• EXERCISE TASK
Reproduce every one of the following lines word for word, changing nothing.

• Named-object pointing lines
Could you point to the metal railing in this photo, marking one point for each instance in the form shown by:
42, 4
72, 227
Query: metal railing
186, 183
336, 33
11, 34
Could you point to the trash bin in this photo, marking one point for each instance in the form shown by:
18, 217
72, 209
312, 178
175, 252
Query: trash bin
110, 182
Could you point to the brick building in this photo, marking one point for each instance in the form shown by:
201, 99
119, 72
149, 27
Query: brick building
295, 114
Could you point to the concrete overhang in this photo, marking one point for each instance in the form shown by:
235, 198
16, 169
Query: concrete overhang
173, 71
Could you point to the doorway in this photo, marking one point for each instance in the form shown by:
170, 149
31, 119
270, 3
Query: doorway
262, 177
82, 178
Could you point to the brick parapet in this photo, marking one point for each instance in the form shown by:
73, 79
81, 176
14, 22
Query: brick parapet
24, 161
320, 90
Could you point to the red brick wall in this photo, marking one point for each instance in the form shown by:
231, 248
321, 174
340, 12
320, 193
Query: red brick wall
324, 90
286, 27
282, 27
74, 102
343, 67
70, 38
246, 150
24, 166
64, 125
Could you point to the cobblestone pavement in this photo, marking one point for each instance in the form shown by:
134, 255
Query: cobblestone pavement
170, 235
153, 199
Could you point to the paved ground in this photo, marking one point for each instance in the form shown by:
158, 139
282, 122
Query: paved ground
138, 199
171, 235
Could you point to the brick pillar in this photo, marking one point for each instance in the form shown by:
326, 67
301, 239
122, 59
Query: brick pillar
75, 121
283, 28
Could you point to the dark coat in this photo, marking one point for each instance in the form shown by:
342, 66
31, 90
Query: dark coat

• FULL SOLUTION
Could you point to the metal railing in this photo, marking one point for each instance in the form shown by:
42, 4
72, 227
Query: metal railing
186, 183
336, 33
11, 34
Could you point to the trash bin in this photo, marking one point for each instance in the form shown by:
18, 217
72, 209
312, 178
175, 252
Query: trash bin
110, 182
Could you point to the brick building in this photo, marking one point for each instance in the form shown by:
201, 99
119, 72
149, 27
Query: brick building
295, 114
Could you point to the concrete overhang in this photo, marking one point for each instance in the form shown by:
235, 198
16, 169
Query: concrete overhang
173, 71
Could you point to the doorway in this photo, marking one point for each instance in the form shown by:
170, 149
31, 119
270, 3
Query: doorway
262, 177
82, 178
Could you point to the brick parapet in this photo, marking one point for each instance in the form shown by:
73, 79
81, 176
14, 22
Query: brick parapet
24, 161
320, 90
Could you point to the red brick wall in this photo, marking one point for each instance in the form shown by:
231, 248
321, 174
340, 12
320, 193
Query: red brick wall
324, 90
286, 27
282, 27
74, 102
343, 67
70, 38
246, 150
24, 166
64, 125
Could you point to the cobblestone pavement in this photo, marking one point for each instance in the form shown by:
134, 255
Query: cobblestone pavement
170, 235
153, 199
Could you point to the paved ground in this photo, marking one point for each instance in the form shown by:
158, 139
282, 122
Query: paved ground
138, 199
171, 235
Could you point to the brick pillar in this photo, marking one point for each instance in the form shown by:
326, 67
301, 239
122, 59
Query: brick pillar
75, 121
283, 28
Could you point to the dark coat in this photo, marking one point for each instance in the form shown by:
342, 66
31, 90
Query: dark coat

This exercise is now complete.